* _Directions_:
Say whether each statement agrees with the classroom text, answering yes or no and quoting the words of the text that decide it. 1. Amirah has about 20 classmates. 2. Lindsey Morgan teaches third grade at Spark Academy. 3. The school is in Newark.

* _Text_:
Mirah Henry stood in front of her fellow students and slowly explained how she learned she had a rare disease. She was a bit shy at first, but she had an easy audience.

Her 20 or so classmates stared back, captivated. They had all seen Amirah’s condition deteriorate but did not quite understand what happened— how she had gone from a 7-year-old who loved to run and skip to a girl who could barely move.

“It felt hard to walk,” Amirah said.

Amirah’s mother, Nadia Henry, thought it would be a good idea to work with Spark Academy’s second grade teacher, Lindsey Morgan, to explain to the children what rare diseases are. They used Rare Disease Day as their opportunity.

“Who can tell me about Rare Disease Day?” Morgan asked her students in the school in Newark.

A dozen tiny hands shot up.

The kids, sitting at the front of the classroom, vied to be the first to answer. They took turns explaining what “rare” meant and how a disease can make a person very sick.

Stored records:
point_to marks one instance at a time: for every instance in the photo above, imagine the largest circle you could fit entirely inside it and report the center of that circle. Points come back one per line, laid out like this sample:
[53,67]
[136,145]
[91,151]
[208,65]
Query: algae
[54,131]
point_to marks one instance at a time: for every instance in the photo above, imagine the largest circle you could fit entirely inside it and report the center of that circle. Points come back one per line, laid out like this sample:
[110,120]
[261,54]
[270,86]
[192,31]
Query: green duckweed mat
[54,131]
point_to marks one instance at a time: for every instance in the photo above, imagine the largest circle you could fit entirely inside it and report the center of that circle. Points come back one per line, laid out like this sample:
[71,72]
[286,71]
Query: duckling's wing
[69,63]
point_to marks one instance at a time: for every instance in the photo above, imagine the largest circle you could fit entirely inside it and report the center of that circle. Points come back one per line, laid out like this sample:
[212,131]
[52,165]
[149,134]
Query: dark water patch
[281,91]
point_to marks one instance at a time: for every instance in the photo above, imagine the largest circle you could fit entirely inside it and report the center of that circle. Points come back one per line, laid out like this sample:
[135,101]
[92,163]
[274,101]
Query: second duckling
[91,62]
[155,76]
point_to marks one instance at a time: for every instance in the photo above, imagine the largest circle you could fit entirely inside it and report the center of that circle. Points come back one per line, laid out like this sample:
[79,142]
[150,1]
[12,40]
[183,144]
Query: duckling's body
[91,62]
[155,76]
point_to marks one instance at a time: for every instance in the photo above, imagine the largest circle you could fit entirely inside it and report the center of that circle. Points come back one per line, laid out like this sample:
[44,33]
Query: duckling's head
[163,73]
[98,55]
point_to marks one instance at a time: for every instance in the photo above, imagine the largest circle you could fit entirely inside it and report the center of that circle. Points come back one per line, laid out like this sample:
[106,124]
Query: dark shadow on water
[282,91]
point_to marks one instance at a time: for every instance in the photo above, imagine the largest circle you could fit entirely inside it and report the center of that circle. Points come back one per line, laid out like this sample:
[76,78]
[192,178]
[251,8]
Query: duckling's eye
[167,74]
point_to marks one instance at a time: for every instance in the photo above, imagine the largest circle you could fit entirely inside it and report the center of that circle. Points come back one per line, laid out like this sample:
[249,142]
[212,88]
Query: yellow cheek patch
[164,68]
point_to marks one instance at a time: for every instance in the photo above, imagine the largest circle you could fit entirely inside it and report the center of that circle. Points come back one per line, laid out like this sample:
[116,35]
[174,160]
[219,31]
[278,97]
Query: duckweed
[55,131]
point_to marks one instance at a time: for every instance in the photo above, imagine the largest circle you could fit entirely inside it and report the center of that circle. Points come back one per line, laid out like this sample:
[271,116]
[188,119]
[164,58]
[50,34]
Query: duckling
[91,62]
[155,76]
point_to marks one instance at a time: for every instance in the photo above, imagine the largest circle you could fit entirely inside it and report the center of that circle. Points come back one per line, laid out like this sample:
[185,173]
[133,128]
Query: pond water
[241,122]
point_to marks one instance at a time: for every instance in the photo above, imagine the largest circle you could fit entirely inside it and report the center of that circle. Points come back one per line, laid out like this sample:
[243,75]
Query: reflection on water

* _Written solution_:
1. Yes: "Her 20 or so classmates stared back, captivated."
2. No: "Spark Academy’s second grade teacher, Lindsey Morgan"
3. Yes: "the school in Newark"